Extract provided -
━━━━━━━━━━━━━━━━━━━━━━━━━━━━━━

Masturbation Is Self-Care
I’ve been masturbating for a really long time. The rub is (see what I did there?) that it wasn’t until my forties that I was comfortable with masturbating and realized it was a huge form of self care.
I specifically remember being at a college party my senior year sitting around with my girlfriends. Our box of wine was almost gone and somehow the subject of masturbation came up. I raised my hand first and had no qualms about admitting to masturbating once in a while, but I’d never touched myself with my hands. I always used a tool — even though vibrators were a lot harder to come by in the early ‘90s and women our age improvised.
However, everyone else in the room said they’d never done it, and I just continued to sip my cheap White Zinfandel in the corner.
Okay then.
I’d always felt bad about masturbating. I felt dirty and self-serving as a teenager and young woman when I did it. After I was done, just thinking about it made me hang my head and blush. I’d leave it as a last resort, and instead of taking my sexual feelings as a cue to explore, I’d either deny myself or do a half-ass job just to find some relief.
Let’s face it, there hasn’t been enough conversations or information about the benefits of masturbation for people with a vagina. It’s been all about Big Dick Energy for so long, we’ve been left to take matters into our own hands and learn as we go. Thankfully for the clitorises of the world, that is changing — because we are realizing how amazing masturbation is and how good it is for us.

━━━━━━━━━━━━━━━━━━━━━━━━━━━━━━

Things to do -
(1) Answer these questions from the essay on masturbation as self-care:
(a) At what point in life did the writer become comfortable with masturbating?
(b) What was the writer drinking at the college party?
(c) At that party, what did everyone else in the room say about masturbating?
(2) Pick up the essay on masturbation as self-care after its last sentence and continue it.

━━━━━━━━━━━━━━━━━━━━━━━━━━━━━━

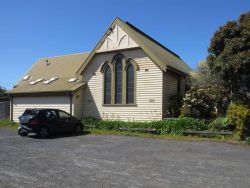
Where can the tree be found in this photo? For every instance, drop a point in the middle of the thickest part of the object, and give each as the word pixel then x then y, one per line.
pixel 202 76
pixel 229 56
pixel 2 90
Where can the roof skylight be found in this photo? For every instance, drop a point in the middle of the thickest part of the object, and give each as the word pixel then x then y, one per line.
pixel 50 80
pixel 26 77
pixel 36 81
pixel 72 80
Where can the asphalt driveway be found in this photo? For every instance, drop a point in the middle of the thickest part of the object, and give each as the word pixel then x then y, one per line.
pixel 120 161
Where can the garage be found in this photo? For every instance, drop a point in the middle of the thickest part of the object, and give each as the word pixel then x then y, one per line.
pixel 21 103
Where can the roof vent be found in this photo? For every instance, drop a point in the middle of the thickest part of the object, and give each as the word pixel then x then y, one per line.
pixel 26 77
pixel 36 81
pixel 50 80
pixel 72 80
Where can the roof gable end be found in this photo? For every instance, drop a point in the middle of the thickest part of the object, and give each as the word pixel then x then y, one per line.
pixel 160 55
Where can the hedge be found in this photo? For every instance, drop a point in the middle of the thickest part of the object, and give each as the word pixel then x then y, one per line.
pixel 172 127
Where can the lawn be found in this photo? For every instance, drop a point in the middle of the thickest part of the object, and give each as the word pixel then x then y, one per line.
pixel 95 131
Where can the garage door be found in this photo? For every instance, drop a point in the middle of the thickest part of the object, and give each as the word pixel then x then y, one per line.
pixel 21 103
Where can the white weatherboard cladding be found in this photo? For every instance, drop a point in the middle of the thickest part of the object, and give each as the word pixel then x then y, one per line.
pixel 21 103
pixel 77 106
pixel 117 39
pixel 170 88
pixel 148 90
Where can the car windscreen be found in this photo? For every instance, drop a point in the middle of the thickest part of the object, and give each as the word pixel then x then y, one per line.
pixel 29 112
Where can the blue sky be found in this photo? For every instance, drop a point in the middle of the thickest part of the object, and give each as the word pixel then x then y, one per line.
pixel 32 29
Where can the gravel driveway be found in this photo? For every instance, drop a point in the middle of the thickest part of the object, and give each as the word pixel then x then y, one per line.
pixel 120 161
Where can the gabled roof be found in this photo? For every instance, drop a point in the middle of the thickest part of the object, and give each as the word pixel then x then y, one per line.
pixel 63 67
pixel 160 55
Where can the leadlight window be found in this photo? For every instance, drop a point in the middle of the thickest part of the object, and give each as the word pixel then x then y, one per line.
pixel 130 85
pixel 118 81
pixel 107 85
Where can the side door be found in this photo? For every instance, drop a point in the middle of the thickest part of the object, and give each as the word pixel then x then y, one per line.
pixel 68 124
pixel 53 121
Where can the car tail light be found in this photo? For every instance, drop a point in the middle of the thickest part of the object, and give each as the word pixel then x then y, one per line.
pixel 34 122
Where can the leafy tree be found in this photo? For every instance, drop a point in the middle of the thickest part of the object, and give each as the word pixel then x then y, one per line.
pixel 2 90
pixel 202 76
pixel 204 102
pixel 229 56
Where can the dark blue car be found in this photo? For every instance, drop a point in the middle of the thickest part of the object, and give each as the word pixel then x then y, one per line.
pixel 45 122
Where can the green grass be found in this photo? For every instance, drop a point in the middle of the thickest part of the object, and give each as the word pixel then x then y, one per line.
pixel 228 139
pixel 7 123
pixel 94 131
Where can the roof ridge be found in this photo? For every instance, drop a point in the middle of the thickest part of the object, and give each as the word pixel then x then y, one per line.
pixel 65 55
pixel 153 40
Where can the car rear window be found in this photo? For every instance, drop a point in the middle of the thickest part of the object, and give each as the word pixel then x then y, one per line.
pixel 29 112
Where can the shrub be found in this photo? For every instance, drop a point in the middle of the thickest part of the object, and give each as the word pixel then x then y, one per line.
pixel 173 127
pixel 239 115
pixel 174 107
pixel 197 103
pixel 220 123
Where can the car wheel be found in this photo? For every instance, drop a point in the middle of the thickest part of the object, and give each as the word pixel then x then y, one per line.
pixel 43 132
pixel 22 132
pixel 78 129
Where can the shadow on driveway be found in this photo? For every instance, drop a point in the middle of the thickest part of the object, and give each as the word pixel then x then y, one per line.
pixel 54 136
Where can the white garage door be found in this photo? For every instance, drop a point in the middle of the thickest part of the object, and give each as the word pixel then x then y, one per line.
pixel 21 103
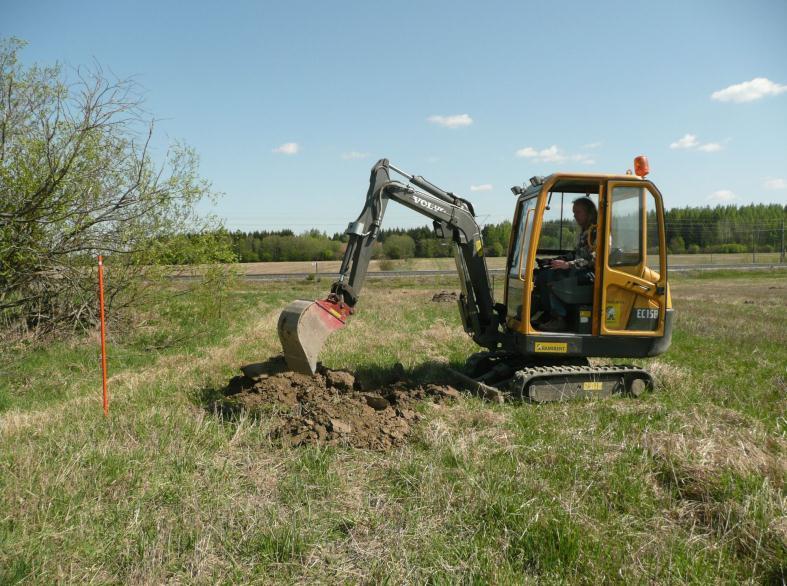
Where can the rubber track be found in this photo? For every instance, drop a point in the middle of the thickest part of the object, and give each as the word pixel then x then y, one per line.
pixel 524 377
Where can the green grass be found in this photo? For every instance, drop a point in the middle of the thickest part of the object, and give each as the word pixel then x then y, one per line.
pixel 684 485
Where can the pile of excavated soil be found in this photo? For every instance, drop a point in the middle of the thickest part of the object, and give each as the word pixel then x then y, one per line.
pixel 329 408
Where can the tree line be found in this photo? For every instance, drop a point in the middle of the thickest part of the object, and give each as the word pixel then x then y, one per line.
pixel 720 229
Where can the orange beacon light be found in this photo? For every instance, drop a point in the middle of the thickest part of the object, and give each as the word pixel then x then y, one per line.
pixel 641 166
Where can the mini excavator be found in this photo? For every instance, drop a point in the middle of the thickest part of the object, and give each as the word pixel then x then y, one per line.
pixel 623 311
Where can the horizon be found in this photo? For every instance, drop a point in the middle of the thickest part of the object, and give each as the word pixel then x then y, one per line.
pixel 285 103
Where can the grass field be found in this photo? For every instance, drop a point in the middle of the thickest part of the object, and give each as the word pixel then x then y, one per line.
pixel 447 264
pixel 684 485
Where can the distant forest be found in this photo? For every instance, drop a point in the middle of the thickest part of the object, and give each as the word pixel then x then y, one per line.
pixel 689 230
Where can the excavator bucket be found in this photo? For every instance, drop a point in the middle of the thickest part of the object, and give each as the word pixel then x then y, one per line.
pixel 303 328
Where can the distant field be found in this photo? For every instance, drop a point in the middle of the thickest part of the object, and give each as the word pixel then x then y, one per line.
pixel 436 264
pixel 685 485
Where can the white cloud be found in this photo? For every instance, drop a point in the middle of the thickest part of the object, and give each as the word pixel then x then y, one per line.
pixel 584 159
pixel 548 155
pixel 553 154
pixel 288 148
pixel 748 91
pixel 775 183
pixel 455 121
pixel 354 155
pixel 689 141
pixel 710 147
pixel 722 195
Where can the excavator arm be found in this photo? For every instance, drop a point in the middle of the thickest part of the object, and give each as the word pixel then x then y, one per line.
pixel 305 325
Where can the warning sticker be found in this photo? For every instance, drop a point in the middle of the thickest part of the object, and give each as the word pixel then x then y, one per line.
pixel 612 315
pixel 557 347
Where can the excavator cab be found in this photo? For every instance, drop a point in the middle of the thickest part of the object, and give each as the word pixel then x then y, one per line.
pixel 618 305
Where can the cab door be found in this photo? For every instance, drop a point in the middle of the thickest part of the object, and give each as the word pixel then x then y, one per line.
pixel 634 284
pixel 517 266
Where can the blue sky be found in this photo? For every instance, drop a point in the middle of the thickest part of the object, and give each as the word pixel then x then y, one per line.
pixel 474 96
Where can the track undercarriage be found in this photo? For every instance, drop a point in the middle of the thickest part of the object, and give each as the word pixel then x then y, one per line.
pixel 498 375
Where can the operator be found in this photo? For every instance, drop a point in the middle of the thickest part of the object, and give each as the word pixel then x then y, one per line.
pixel 580 264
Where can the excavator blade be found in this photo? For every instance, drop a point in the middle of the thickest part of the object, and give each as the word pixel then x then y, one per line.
pixel 303 328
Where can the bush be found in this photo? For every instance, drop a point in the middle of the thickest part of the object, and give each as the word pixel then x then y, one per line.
pixel 76 181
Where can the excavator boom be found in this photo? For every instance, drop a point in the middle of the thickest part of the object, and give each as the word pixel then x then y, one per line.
pixel 304 326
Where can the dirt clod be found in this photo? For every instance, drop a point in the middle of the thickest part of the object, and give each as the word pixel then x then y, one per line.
pixel 328 408
pixel 445 297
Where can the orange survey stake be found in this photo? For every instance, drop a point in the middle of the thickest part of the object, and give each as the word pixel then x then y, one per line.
pixel 103 333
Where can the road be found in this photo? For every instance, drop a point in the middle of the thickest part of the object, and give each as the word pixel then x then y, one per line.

━━━━━━━━━━━━━━━━━━━━━━━━━━━━━━

Answer set -
(1)
(a) In the writer's forties.
(b) Cheap White Zinfandel.
(c) They said they'd never done it.

(2)
However, if you feel weird about it, that’s totally normal. My masturbation journey went from rubbing against something with my pants on to being full-blown naked and pleasing myself with my hands starting with my nipples. If you haven’t felt yourself up, I can’t recommend it enough. My self-esteem in the bedroom skyrocketed after I began taking care of myself in this way.
If you are still hesitant, remember this: there’s no other rejection like denying your own body. There’s no right or wrong way to pleasure yourself, and if you want to get yours and you are available to do the job (and let’s face it, you will do a better job than anyone else), why wouldn’t you?
Also, there’s no reason to do an okay job on yourself. I don’t know what I was thinking when I rushed through it to get it over with. Especially those years when I lived alone, had my apartment to myself, and was stocked up with candles and had nice lingerie.
The point I’m trying to make is masturbation needs to be included in our self care routine. It’s incredibly empowering; how can we expect anyone else to please us sexually if we aren’t sure what turns us on the most? Masturbation is the gateway to learning how to have an explosive orgasm. Who doesn’t want that?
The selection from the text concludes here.